**What is expected**
Please retype the listing below word for word, keeping each line unchanged and in its original order.

########################################

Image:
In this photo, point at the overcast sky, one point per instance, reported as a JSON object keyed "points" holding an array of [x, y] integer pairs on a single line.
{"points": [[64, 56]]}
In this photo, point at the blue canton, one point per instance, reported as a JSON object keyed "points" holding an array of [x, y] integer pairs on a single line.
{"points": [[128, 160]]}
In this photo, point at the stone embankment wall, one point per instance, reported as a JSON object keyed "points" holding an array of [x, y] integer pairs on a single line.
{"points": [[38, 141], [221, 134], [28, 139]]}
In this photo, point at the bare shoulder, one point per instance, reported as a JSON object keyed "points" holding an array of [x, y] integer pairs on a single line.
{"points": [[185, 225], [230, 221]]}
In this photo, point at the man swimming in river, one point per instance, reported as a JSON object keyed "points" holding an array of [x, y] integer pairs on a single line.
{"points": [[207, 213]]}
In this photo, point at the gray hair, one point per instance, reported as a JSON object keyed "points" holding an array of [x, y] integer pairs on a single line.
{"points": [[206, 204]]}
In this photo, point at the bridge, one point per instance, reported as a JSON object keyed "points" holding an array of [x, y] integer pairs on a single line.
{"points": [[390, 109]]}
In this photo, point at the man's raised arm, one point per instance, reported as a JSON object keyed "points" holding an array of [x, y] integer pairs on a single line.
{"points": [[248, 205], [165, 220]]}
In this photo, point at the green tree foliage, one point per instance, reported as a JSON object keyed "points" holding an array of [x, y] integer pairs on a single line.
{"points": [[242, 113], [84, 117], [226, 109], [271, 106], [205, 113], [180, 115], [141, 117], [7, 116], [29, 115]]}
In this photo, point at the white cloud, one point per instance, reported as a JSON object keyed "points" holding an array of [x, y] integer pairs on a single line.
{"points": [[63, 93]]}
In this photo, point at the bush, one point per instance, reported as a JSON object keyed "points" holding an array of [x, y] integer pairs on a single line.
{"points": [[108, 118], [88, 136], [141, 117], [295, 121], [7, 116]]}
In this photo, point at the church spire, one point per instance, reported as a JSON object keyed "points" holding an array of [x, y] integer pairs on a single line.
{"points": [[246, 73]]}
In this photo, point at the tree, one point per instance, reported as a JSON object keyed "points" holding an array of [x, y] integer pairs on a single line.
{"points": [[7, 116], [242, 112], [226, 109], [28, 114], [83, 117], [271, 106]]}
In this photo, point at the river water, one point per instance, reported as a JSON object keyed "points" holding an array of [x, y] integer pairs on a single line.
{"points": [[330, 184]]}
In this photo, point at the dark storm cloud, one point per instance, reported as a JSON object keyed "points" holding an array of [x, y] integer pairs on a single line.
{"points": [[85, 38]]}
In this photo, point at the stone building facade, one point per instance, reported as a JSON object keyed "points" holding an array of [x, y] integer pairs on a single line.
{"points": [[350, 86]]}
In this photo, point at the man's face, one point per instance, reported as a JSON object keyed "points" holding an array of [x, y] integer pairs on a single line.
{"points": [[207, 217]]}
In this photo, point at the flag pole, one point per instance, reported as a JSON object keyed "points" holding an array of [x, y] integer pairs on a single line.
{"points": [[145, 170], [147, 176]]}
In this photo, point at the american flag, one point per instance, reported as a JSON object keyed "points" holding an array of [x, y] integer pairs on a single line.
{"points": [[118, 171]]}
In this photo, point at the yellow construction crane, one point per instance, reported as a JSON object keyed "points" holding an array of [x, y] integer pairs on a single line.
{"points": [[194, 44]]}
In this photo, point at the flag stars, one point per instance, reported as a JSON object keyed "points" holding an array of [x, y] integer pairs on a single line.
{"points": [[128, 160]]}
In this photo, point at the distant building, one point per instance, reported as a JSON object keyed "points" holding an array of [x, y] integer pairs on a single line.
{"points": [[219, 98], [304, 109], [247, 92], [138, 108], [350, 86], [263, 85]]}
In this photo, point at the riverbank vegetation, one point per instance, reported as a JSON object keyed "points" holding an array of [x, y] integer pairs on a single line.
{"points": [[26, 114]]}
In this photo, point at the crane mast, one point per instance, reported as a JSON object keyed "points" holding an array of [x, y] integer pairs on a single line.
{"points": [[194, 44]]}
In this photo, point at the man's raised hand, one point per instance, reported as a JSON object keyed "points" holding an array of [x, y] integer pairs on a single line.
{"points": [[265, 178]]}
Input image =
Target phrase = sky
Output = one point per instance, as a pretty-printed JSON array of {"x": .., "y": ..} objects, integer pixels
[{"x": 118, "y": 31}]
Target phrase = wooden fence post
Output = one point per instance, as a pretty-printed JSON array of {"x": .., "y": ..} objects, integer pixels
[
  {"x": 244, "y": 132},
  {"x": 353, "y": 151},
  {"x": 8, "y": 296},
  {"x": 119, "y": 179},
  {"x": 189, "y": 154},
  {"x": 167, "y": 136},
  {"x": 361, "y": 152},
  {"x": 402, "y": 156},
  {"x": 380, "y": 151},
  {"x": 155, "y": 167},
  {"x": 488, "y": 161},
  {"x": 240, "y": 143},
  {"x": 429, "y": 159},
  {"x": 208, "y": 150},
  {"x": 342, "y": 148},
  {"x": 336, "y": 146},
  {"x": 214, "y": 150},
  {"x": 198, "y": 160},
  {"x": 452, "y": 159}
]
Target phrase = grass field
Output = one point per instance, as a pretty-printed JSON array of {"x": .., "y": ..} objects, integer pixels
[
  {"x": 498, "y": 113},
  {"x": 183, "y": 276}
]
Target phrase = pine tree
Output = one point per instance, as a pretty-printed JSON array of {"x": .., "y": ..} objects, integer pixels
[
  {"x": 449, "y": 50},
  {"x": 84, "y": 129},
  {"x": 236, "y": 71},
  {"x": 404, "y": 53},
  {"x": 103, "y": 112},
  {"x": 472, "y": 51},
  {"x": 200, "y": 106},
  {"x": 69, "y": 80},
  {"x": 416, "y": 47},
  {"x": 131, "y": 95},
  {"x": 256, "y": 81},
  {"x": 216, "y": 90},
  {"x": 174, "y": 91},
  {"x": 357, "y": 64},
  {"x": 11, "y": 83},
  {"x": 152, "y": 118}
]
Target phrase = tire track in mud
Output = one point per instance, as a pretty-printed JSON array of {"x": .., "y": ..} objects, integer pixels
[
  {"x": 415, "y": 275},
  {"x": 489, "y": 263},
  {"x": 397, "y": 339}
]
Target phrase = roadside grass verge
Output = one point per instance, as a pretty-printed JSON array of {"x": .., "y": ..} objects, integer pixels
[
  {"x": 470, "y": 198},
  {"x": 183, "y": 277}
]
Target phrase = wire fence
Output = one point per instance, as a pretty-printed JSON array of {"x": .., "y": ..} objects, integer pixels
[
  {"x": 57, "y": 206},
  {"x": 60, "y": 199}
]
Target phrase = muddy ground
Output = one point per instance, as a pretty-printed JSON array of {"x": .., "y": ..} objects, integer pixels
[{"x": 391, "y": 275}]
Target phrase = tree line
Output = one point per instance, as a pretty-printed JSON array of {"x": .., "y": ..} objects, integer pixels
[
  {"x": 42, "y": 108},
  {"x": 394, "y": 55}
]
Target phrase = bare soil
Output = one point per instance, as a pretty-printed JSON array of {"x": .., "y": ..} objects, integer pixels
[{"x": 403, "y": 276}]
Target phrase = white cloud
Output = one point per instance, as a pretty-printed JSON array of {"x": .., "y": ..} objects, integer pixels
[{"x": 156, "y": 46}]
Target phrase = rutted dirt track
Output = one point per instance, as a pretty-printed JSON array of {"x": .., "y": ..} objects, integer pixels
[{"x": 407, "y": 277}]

########################################

**Complete response**
Image:
In this photo, point at the overcast sky, one point per instance, reported as a JSON object keyed "points" holding an array of [x, y] integer pairs on a single line.
{"points": [[64, 56]]}
In this photo, point at the blue canton, one point per instance, reported as a JSON object keyed "points" holding an array of [x, y] integer pairs on a single line.
{"points": [[128, 160]]}
In this photo, point at the stone embankment wall, one point per instance, reported as a JSON object keyed "points" holding an array of [x, y] integer pairs on a single line.
{"points": [[38, 141], [221, 134], [28, 139]]}
In this photo, point at the bare shoulder, one point per instance, reported as a JSON object keyed "points" holding an array of [x, y] integer pairs on a single line.
{"points": [[185, 225], [230, 221]]}
In this photo, point at the man swimming in river, one point per instance, reported as a JSON object keyed "points" holding an array of [x, y] integer pairs on a single line.
{"points": [[207, 213]]}
In this photo, point at the gray hair, one point per instance, reported as a JSON object keyed "points" holding an array of [x, y] integer pairs on a single line.
{"points": [[206, 204]]}
In this photo, point at the bridge, one point per instance, reported as a JSON object keyed "points" holding an array of [x, y] integer pairs on a single line.
{"points": [[390, 109]]}
In this photo, point at the man's raised arm, one point per instance, reported as a JSON object keyed "points" holding an array of [x, y] integer pairs on a single line.
{"points": [[248, 205], [165, 220]]}
In this photo, point at the green tree foliage, one point per instance, reported as a JSON object keyed "points" holding an array of [x, y] integer pairs on a single line.
{"points": [[242, 113], [84, 117], [226, 109], [271, 106], [205, 113], [180, 115], [141, 117], [7, 116], [29, 115]]}
In this photo, point at the white cloud, one point per instance, reported as a JSON object keyed "points" holding an array of [x, y] integer pairs on a single line.
{"points": [[63, 93]]}
In this photo, point at the bush, one point per instance, reported as a JSON object keyed "points" holding an array of [x, y] integer pairs on a single line.
{"points": [[108, 118], [88, 136], [141, 117], [295, 121], [7, 116]]}
In this photo, point at the church spire, one point per instance, reported as a JSON object keyed "points" holding an array of [x, y] integer pairs on a single line.
{"points": [[246, 73]]}
In this photo, point at the tree, one point per instance, reported as a JSON object keyed "points" holding an array of [x, y] integer pairs on a single line.
{"points": [[7, 116], [242, 112], [226, 109], [28, 114], [83, 117], [271, 106]]}
In this photo, point at the river water, one point per instance, reported as a JSON object keyed "points" holding an array of [x, y] integer pairs on a single line.
{"points": [[330, 184]]}
In this photo, point at the dark storm cloud, one point per instance, reported as a JSON object keyed "points" holding an array of [x, y] integer pairs on a single line.
{"points": [[85, 38]]}
In this photo, point at the stone building facade, one point per instance, reported as a JSON object keyed "points" holding an array of [x, y] integer pairs on a single line.
{"points": [[350, 86]]}
In this photo, point at the man's face, one point per instance, reported as a JSON object keyed "points" holding an array of [x, y] integer pairs on a single line.
{"points": [[207, 217]]}
In this photo, point at the flag pole, one point per instance, reported as a JSON object keyed "points" holding an array of [x, y] integer pairs on a single line.
{"points": [[145, 170], [147, 176]]}
In this photo, point at the american flag, one point per instance, reported as a JSON object keyed "points" holding an array of [x, y] integer pairs on a single line.
{"points": [[118, 171]]}
In this photo, point at the yellow construction crane, one point per instance, reported as a JSON object keyed "points" holding an array of [x, y] integer pairs on a single line.
{"points": [[194, 44]]}
In this photo, point at the flag stars, one point per instance, reported as a JSON object keyed "points" holding an array of [x, y] integer pairs on a single line.
{"points": [[128, 160]]}
In this photo, point at the distant building, one point per instance, reported as a JSON object keyed "points" holding an array of [x, y] integer pairs on a single line.
{"points": [[219, 98], [304, 109], [247, 92], [138, 108], [350, 86], [263, 85]]}
In this photo, point at the riverbank vegetation, one point per instance, reported as a JSON object keyed "points" holding an array of [x, y] integer pairs on a single line.
{"points": [[26, 114]]}
In this photo, point at the crane mast, one point per instance, reported as a JSON object keyed "points" holding an array of [x, y] integer pairs on a single line.
{"points": [[194, 44]]}
In this photo, point at the man's raised hand, one point per instance, reported as a JSON object keyed "points" holding an array of [x, y] integer pairs on a single line.
{"points": [[265, 178]]}
Input image =
Target phrase = sky
Output = one point per instance, as a pretty-printed JSON array of {"x": .., "y": ..} objects, integer pixels
[{"x": 118, "y": 31}]
Target phrase = wooden fence post
Output = one point per instance, as a pretty-printed JSON array of {"x": .., "y": ..} objects, integer pixels
[
  {"x": 244, "y": 132},
  {"x": 353, "y": 151},
  {"x": 8, "y": 296},
  {"x": 119, "y": 179},
  {"x": 189, "y": 154},
  {"x": 167, "y": 136},
  {"x": 361, "y": 152},
  {"x": 402, "y": 156},
  {"x": 380, "y": 151},
  {"x": 155, "y": 167},
  {"x": 488, "y": 161},
  {"x": 240, "y": 143},
  {"x": 429, "y": 159},
  {"x": 208, "y": 150},
  {"x": 342, "y": 148},
  {"x": 336, "y": 146},
  {"x": 214, "y": 150},
  {"x": 198, "y": 160},
  {"x": 452, "y": 159}
]
Target phrase = grass field
Output = one point per instance, as a pretty-printed JSON array of {"x": .., "y": ..} objects, integer pixels
[
  {"x": 498, "y": 113},
  {"x": 183, "y": 276}
]
Target phrase = pine tree
Output = one point per instance, as a pretty-printed JSON array of {"x": .., "y": ..} objects, integer pixels
[
  {"x": 449, "y": 50},
  {"x": 84, "y": 129},
  {"x": 236, "y": 71},
  {"x": 404, "y": 53},
  {"x": 103, "y": 112},
  {"x": 472, "y": 51},
  {"x": 200, "y": 106},
  {"x": 69, "y": 80},
  {"x": 416, "y": 47},
  {"x": 131, "y": 95},
  {"x": 256, "y": 81},
  {"x": 216, "y": 90},
  {"x": 174, "y": 91},
  {"x": 357, "y": 64},
  {"x": 11, "y": 83},
  {"x": 152, "y": 118}
]
Target phrase = tire track in mud
Output = one point per instance, as a pretty-printed JSON array of {"x": .., "y": ..} objects, integer pixels
[
  {"x": 415, "y": 275},
  {"x": 489, "y": 263},
  {"x": 397, "y": 339}
]
Target phrase = roadside grass verge
Output = one point per instance, as a pretty-printed JSON array of {"x": .., "y": ..} objects, integer pixels
[
  {"x": 470, "y": 198},
  {"x": 183, "y": 277}
]
Target phrase = wire fence
Output = one point per instance, as a pretty-printed JSON array of {"x": .., "y": ..} objects, integer pixels
[
  {"x": 57, "y": 206},
  {"x": 60, "y": 199}
]
Target phrase = muddy ground
Output = one point per instance, as a pretty-printed JSON array of {"x": .., "y": ..} objects, integer pixels
[{"x": 391, "y": 275}]
Target phrase = tree line
Output = one point per instance, as a pretty-printed JSON array of {"x": .., "y": ..} objects, integer pixels
[
  {"x": 42, "y": 108},
  {"x": 394, "y": 55}
]
Target phrase = bare soil
Output = one point per instance, as a pretty-printed JSON array of {"x": .., "y": ..} objects, integer pixels
[{"x": 403, "y": 276}]
Target phrase = white cloud
Output = one point per instance, as a pretty-printed JSON array of {"x": .., "y": ..} objects, integer pixels
[{"x": 156, "y": 46}]
Target phrase = rutted dirt track
Output = one point per instance, as a pretty-printed JSON array of {"x": .., "y": ..} objects, integer pixels
[{"x": 407, "y": 277}]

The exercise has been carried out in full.